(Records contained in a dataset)
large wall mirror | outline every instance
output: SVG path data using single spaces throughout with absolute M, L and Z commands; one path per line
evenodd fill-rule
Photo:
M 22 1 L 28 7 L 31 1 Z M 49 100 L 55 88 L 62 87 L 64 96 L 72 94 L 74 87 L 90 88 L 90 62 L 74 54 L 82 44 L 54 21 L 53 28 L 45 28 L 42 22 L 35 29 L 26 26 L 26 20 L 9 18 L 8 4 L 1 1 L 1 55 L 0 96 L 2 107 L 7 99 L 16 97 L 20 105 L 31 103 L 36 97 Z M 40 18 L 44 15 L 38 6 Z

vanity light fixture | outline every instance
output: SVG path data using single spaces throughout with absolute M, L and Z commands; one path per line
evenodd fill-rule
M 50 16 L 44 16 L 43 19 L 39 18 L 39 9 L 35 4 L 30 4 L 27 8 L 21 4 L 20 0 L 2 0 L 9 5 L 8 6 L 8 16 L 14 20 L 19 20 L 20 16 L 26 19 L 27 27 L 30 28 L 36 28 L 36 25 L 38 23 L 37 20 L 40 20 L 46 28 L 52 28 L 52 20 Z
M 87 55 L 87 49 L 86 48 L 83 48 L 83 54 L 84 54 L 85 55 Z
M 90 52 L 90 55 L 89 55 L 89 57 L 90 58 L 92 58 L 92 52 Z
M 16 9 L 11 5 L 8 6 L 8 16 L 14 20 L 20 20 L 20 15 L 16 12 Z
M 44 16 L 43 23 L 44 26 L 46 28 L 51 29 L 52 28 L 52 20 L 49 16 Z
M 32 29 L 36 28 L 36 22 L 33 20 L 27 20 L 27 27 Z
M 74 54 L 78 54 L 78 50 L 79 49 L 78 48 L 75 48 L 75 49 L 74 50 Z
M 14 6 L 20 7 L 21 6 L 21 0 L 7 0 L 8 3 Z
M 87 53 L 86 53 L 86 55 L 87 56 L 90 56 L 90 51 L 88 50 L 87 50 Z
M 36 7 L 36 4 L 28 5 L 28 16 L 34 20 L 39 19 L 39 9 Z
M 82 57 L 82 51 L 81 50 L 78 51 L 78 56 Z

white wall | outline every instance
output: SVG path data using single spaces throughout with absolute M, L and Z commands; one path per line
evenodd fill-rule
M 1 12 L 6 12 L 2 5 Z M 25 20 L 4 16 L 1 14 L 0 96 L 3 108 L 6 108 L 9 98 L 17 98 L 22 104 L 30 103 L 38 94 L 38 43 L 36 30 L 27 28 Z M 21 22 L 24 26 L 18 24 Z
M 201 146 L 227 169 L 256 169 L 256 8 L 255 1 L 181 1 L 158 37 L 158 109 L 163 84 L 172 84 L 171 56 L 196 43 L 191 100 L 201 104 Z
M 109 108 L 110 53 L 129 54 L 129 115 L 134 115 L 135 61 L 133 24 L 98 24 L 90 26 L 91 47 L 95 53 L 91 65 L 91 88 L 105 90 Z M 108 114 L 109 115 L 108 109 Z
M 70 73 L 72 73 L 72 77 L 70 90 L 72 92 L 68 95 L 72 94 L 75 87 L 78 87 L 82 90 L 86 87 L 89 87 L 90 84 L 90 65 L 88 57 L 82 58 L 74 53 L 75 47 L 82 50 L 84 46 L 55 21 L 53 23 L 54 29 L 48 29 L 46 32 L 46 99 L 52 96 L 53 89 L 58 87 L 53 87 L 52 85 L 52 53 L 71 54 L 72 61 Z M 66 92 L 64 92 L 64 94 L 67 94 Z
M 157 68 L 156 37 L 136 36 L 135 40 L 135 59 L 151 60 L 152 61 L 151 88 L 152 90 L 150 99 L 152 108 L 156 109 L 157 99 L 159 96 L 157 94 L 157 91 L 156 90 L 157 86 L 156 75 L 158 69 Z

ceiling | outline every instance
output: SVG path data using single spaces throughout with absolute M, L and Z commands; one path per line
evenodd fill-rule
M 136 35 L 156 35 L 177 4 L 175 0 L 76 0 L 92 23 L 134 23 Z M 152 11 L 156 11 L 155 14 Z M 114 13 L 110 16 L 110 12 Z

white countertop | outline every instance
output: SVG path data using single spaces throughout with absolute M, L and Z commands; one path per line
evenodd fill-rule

(Written problem)
Extract the full listing and reproduce each line exactly.

(Exercise output)
large wall mirror | outline every instance
output: SVG path data using single spaces throughout with absolute M, L and Z commands; one path per line
evenodd fill-rule
Photo:
M 22 1 L 28 7 L 31 1 Z M 49 100 L 55 88 L 62 87 L 64 96 L 72 94 L 74 87 L 90 88 L 90 62 L 74 54 L 82 44 L 54 21 L 53 28 L 45 28 L 42 22 L 35 29 L 26 26 L 26 20 L 9 18 L 8 4 L 1 1 L 1 55 L 0 96 L 2 107 L 7 99 L 16 97 L 20 105 L 31 103 L 36 97 Z M 40 18 L 44 15 L 38 6 Z

vanity light fixture | outline every instance
output: SVG path data using single spaces throughout with absolute M, L and Z commands; one path per line
evenodd fill-rule
M 50 16 L 44 16 L 43 19 L 39 18 L 39 9 L 35 4 L 30 4 L 27 8 L 21 4 L 20 0 L 2 0 L 9 5 L 8 6 L 8 16 L 14 20 L 19 20 L 20 16 L 26 19 L 27 27 L 30 28 L 36 28 L 36 25 L 38 23 L 37 20 L 40 20 L 46 28 L 52 28 L 52 20 Z
M 87 55 L 87 49 L 86 48 L 83 48 L 83 54 L 84 54 L 85 55 Z
M 90 52 L 90 55 L 89 55 L 89 57 L 90 58 L 92 58 L 92 52 Z
M 16 9 L 11 5 L 8 6 L 8 16 L 14 20 L 20 20 L 20 15 L 16 12 Z
M 44 16 L 43 23 L 44 26 L 46 28 L 51 29 L 52 28 L 52 20 L 49 16 Z
M 32 29 L 36 28 L 36 22 L 33 20 L 27 20 L 27 27 Z
M 74 54 L 78 54 L 78 50 L 79 49 L 78 48 L 75 48 L 75 49 L 74 50 Z
M 14 6 L 20 7 L 21 6 L 21 0 L 7 0 L 8 3 Z
M 87 53 L 86 53 L 86 55 L 87 56 L 90 56 L 90 51 L 88 50 L 87 50 Z
M 36 7 L 36 4 L 28 5 L 28 16 L 34 20 L 39 19 L 39 9 Z
M 82 57 L 82 51 L 81 50 L 78 51 L 78 56 Z

white wall | outline every instance
output: SVG path data using single spaces throughout with absolute M, L and Z commands; one path per line
evenodd fill-rule
M 1 12 L 6 12 L 2 5 Z M 25 20 L 4 16 L 1 14 L 0 96 L 3 108 L 6 108 L 9 98 L 17 98 L 22 104 L 30 103 L 38 94 L 38 43 L 36 30 L 27 28 Z M 21 22 L 24 26 L 18 24 Z
M 201 146 L 227 169 L 256 169 L 256 8 L 255 1 L 181 1 L 158 37 L 158 109 L 163 84 L 172 84 L 171 56 L 196 43 L 191 100 L 201 104 Z
M 109 108 L 110 53 L 129 54 L 129 115 L 134 115 L 135 61 L 133 24 L 98 24 L 90 26 L 91 47 L 95 53 L 91 65 L 91 88 L 105 90 Z M 108 114 L 109 115 L 108 109 Z
M 70 73 L 72 73 L 72 77 L 70 90 L 72 92 L 68 95 L 72 94 L 75 87 L 78 87 L 82 90 L 86 87 L 89 87 L 90 84 L 90 65 L 88 57 L 82 58 L 74 53 L 75 47 L 82 50 L 84 46 L 55 21 L 53 23 L 54 29 L 48 29 L 46 32 L 46 99 L 52 96 L 53 89 L 58 87 L 53 87 L 52 85 L 52 53 L 71 54 L 72 61 Z M 66 92 L 64 92 L 64 94 L 67 94 Z
M 157 68 L 156 37 L 136 36 L 135 40 L 135 59 L 151 60 L 152 61 L 151 88 L 152 90 L 150 99 L 152 108 L 156 109 L 157 99 L 159 96 L 157 94 L 157 91 L 156 90 L 157 86 L 156 75 L 158 69 Z

ceiling | outline every instance
output: SVG path data using single spaces throughout with absolute M, L and Z commands; one path per line
evenodd fill-rule
M 136 35 L 156 35 L 177 4 L 175 0 L 76 0 L 92 23 L 134 23 Z M 152 11 L 156 11 L 155 14 Z M 114 13 L 110 16 L 110 12 Z

white countertop | outline every instance
output: SVG path data using single spaces throughout with absolute M, L and Z commands; one path per line
evenodd fill-rule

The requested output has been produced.